Il tuo compito. Ricopia parola per parola, dallo studio su 1 Corinzi 13, il brano che si apre con le parole contenenti "Paolo termina questo" e si chiude con "la preminenza dell’amore.".

Fonte.

• • •

Studi biblici e articoli che edificano la fede

  • 1 Corinzi: capitolo 13 (versetti 1-13)

    [1 Corinthians: Chapter 13 (verses 1–13)]

    Nel capitolo 12 di 1 Corinzi, Paolo affronta le varietà dei doni spirituali e del servizio, sottolineando che è Dio a conferire questi doni ed è lo Spirito Santo a distribuire i doni a ciascun credente “per il bene comune” (1 Corinzi 12:4-7, 11). Molti commentatori ritengono che la frase finale del capitolo 12 dovesse essere il primo versetto del capitolo 13. Di conseguenza, inizieremo questo studio con 1 Corinzi 12:31.

    Voi, però, desiderate ardentemente i doni maggiori! Ora vi mostrerò una via, che è la via per eccellenza (1 Corinzi 12:31).

    Paolo termina questo capitolo incoraggiando i Corinzi a desiderare ardentemente i doni più grandi. Poi dichiara che mostrerà loro “una via per eccellenza” per vivere come parte del corpo di Cristo. In tutte le sue epistole Paolo parlò dell’importanza dell’amore tra i cristiani, che è il tema di 1 Corinzi 13 e viene spesso indicato come la superiorità o la preminenza dell’amore.

    Se parlassi le lingue degli uomini e degli angeli, ma non avessi amore, sarei un rame risonante o uno squillante cembalo (1 Corinzi 13:1).

• • •

Voci fornite.
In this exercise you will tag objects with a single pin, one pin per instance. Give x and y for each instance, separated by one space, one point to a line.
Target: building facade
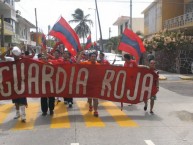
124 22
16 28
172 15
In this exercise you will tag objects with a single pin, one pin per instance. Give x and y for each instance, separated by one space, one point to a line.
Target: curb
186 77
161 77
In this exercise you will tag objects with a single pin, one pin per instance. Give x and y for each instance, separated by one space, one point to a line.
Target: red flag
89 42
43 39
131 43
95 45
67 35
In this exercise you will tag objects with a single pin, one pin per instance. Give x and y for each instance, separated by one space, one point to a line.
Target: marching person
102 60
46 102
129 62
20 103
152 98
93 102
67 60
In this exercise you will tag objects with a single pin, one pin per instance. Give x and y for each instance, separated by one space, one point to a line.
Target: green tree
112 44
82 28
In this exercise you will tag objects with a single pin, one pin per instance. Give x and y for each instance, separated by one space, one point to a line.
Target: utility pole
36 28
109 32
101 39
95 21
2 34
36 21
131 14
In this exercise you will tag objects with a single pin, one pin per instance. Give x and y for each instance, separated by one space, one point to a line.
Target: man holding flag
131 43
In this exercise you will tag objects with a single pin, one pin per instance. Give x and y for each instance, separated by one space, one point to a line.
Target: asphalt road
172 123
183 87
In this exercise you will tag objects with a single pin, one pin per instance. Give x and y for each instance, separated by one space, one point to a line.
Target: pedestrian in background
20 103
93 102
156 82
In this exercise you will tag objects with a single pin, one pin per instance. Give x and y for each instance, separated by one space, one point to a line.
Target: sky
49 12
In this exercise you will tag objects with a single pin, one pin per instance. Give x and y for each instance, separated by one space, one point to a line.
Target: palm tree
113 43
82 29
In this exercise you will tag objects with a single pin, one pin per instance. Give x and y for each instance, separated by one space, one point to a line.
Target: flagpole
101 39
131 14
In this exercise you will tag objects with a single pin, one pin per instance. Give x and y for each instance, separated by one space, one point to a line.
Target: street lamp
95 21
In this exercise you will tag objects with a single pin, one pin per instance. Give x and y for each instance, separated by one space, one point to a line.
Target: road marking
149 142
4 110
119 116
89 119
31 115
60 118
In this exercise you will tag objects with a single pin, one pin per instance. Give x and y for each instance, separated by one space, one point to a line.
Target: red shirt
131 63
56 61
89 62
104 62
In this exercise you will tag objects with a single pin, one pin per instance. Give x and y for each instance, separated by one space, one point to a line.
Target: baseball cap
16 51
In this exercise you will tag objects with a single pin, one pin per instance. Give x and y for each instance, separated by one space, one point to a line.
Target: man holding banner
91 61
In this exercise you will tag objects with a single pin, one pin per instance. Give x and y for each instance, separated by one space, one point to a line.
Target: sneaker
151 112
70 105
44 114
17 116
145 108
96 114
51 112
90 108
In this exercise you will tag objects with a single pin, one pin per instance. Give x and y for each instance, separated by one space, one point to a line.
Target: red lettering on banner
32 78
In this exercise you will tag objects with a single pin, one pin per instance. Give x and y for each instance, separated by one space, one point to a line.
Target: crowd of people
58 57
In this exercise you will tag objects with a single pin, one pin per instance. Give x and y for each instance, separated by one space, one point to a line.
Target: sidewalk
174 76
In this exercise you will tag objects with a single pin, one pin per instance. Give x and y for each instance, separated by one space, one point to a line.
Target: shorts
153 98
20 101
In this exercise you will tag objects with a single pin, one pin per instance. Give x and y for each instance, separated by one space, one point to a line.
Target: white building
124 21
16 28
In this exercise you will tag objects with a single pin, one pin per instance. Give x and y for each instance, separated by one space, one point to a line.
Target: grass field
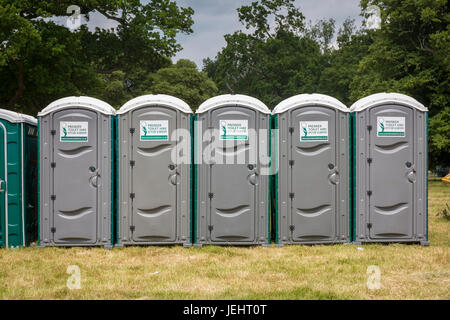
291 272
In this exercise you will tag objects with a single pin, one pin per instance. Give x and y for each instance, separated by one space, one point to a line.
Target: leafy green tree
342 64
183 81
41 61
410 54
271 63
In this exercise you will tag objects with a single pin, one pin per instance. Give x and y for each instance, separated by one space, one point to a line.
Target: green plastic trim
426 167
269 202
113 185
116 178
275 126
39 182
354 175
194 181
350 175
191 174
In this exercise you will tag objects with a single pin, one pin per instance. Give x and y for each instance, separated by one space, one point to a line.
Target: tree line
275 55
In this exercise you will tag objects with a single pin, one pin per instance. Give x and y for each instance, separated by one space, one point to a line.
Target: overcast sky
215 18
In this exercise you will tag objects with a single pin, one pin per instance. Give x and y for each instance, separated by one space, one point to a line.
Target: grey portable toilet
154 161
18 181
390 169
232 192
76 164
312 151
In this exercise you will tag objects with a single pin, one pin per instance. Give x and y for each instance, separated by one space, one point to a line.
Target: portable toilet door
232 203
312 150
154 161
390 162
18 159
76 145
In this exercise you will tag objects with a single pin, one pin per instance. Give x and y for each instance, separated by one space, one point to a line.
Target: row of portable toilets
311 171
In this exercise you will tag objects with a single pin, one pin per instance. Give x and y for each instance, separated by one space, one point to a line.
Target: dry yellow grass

• • •

In risposta.
Paolo termina questo capitolo incoraggiando i Corinzi a desiderare ardentemente i doni più grandi. Poi dichiara che mostrerà loro “una via per eccellenza” per vivere come parte del corpo di Cristo. In tutte le sue epistole Paolo parlò dell’importanza dell’amore tra i cristiani, che è il tema di 1 Corinzi 13 e viene spesso indicato come la superiorità o la preminenza dell’amore.